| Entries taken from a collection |
>> BEGIN

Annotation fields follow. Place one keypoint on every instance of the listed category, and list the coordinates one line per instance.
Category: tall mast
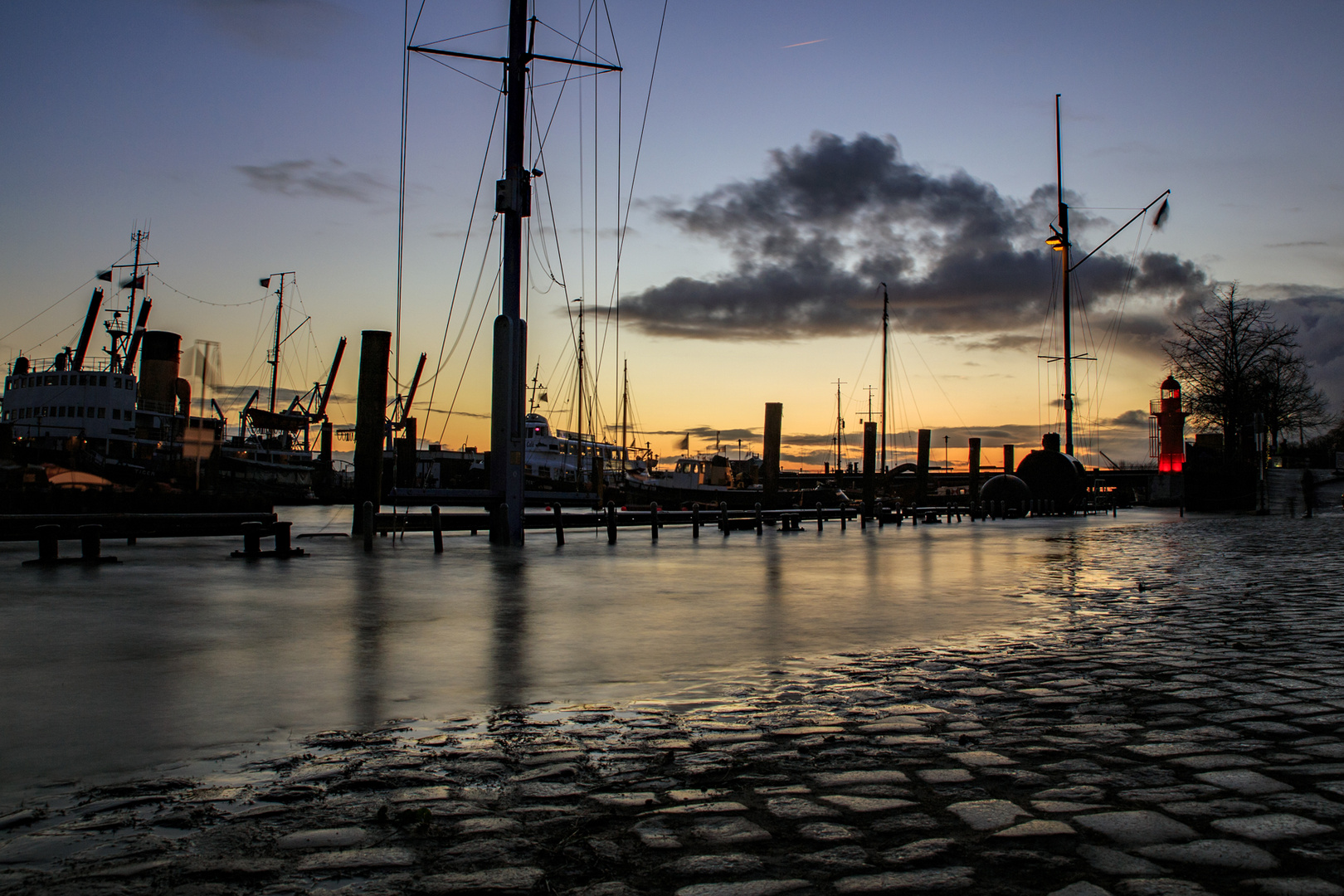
(1069, 331)
(275, 355)
(884, 412)
(134, 282)
(578, 462)
(514, 201)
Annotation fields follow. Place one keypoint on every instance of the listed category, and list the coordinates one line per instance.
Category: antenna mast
(1069, 331)
(886, 303)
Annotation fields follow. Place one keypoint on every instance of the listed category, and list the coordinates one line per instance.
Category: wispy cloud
(275, 27)
(307, 178)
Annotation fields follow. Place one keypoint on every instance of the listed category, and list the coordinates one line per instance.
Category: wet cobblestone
(1174, 739)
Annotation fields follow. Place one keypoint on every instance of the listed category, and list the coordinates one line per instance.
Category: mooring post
(90, 542)
(251, 539)
(771, 453)
(869, 466)
(923, 468)
(973, 476)
(49, 538)
(283, 538)
(370, 422)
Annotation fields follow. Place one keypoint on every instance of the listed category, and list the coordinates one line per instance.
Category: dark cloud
(812, 240)
(275, 27)
(307, 178)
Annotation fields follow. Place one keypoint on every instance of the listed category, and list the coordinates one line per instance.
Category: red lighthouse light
(1166, 429)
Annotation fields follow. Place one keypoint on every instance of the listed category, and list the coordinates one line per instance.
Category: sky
(778, 163)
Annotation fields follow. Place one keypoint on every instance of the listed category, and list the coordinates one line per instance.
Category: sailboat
(1055, 477)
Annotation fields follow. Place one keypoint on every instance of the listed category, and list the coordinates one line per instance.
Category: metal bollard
(283, 539)
(49, 544)
(90, 542)
(251, 539)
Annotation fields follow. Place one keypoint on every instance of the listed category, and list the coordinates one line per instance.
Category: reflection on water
(180, 650)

>> END

| TASK TO COMPLETE |
Substitute "marker" for "keypoint" in every one of the records above and give them back with nothing else changed. Leave the pictures out.

| THE RESULT |
Annotation fields follow. Place one marker on every instance of the listed category, and list the coordinates one line per instance.
Category: tall mast
(1069, 331)
(275, 355)
(884, 412)
(134, 282)
(578, 462)
(514, 201)
Annotation fields follow. Place one marker on every instance of the listed category, and list the coordinates one line per instance.
Category: antenna mast
(1069, 331)
(886, 303)
Annotation fields follow. Place one marker on every instance of the listed category, and list the coordinates one line per instance.
Category: wispy cloud
(275, 27)
(307, 178)
Annotation fields follow. Place one marker on every instance of the listed category, and list the coordinates one line per instance.
Category: wet cobblestone
(1174, 739)
Annotation fields follow. Place one marker on every instance of the listed category, and list the coordinates one line per instance.
Category: mooring post
(90, 542)
(251, 539)
(771, 453)
(869, 466)
(923, 468)
(973, 476)
(49, 538)
(283, 538)
(370, 422)
Annotation fields follow. Place one marker on every instance of the listed category, and list the coordinates one line per instance.
Category: dark cloud
(812, 240)
(275, 27)
(307, 178)
Annotation fields follow. Place one marker on every instance of the listed category, and list the coordinates one line per instance.
Category: red lighthouse light
(1166, 429)
Annotation fields follow. Place one marker on every instance of the listed category, and list the coordinates one line per instance.
Category: sky
(778, 163)
Annotation fields follow. Place one marker on every instance of the listed category, and list the coordinates one line per instance.
Category: sailboat
(1055, 477)
Annotation fields follow. Place one marker on every instance of the listed category, and list the coordinates one line per instance.
Category: metal bollard
(283, 539)
(49, 544)
(90, 542)
(251, 539)
Annotation fields follow. Place one marker on every instance of the listed category, and list the coordinates one line per instance.
Category: reflection on water
(180, 650)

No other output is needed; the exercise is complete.